**TEXT EXCERPT**
- Opening Delimiter -

Okay, AI Is Cool. But I Still Loathe It
This diagram of a perceptron, an early machine-learning method, might appear cryptic, but Anil Ananthaswamy explains it clearly in Why Machines Learn.
HOBOKEN, JULY 18, 2026. In December 1985, I visited the Nevada Test Site the day before scientists detonated a nuclear device in a tunnel bored into the side of a mountain. I went to Nevada because I hated nuclear weapons and thought research on them should cease.
But as I spoke to scientists, I became entranced by the technical details of their research: What exactly do you hope to learn from an explosion? How do you ensure instruments record data in the split second before being incinerated?
I got flashbacks to being an 11-year-old boy blowing up ship models with cherry bombs. I wished I could witness one of the violent underground experiments. I wrote up what I learned in a 12-page report for IEEE Spectrum Magazine filled with fetishistic details. Reading between the lines, you could see I thought nuclear tests were cool.
I’m having a similar reaction to artificial intelligence. Although AI (unlike nukes) can be useful, I fear its net effects will be catastrophic. I’m not worried about superintelligent robots destroying us, that’s sci-fi bullshit. I’m worried about rich, powerful humans using AI to become more rich and powerful, regardless of the costs to the rest of us.
Firms peddling AI—call them “AI pushers”—have designed AIs to be addictive. Almost everyone I know, young and old, is using AI almost all the time for almost everything. People I admire rave about how fantastic AI is for this and that.
Meanwhile, AI pushers are rewarding politicians who do their bidding and crushing those who defy them. Pushers are paying human experts to help them replace human experts. Pushers are erecting monstrous, energy-sucking, climate-warming data centers. Pushers are peddling AIs that monitor, control and kill people.

- Closing Delimiter -

**ENTRIES PROVIDED**
- Opening Delimiter -

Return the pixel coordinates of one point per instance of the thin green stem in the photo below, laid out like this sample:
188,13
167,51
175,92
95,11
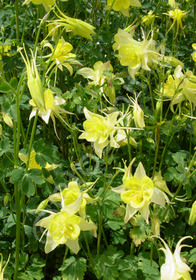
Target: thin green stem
31,139
16,135
17,20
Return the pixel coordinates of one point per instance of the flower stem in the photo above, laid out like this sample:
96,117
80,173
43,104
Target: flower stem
17,20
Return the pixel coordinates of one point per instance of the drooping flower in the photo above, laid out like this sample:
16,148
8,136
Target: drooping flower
122,5
175,268
98,76
138,192
34,165
177,16
43,99
135,54
46,3
180,87
61,56
65,226
2,269
71,194
100,130
73,25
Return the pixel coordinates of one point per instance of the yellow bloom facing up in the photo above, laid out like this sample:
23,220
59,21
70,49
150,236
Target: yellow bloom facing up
135,54
71,194
177,16
175,268
2,269
65,226
62,56
138,191
122,5
180,87
100,130
46,3
97,76
194,53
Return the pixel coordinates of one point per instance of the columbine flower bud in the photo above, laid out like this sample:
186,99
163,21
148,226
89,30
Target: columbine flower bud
192,217
138,116
7,119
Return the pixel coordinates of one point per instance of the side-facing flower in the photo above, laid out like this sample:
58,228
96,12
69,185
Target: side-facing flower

- Closing Delimiter -

**TASK INSTRUCTIONS**
In the essay about loathing AI, where did the writer go in December 1985?

**THE ANSWER**
The Nevada Test Site.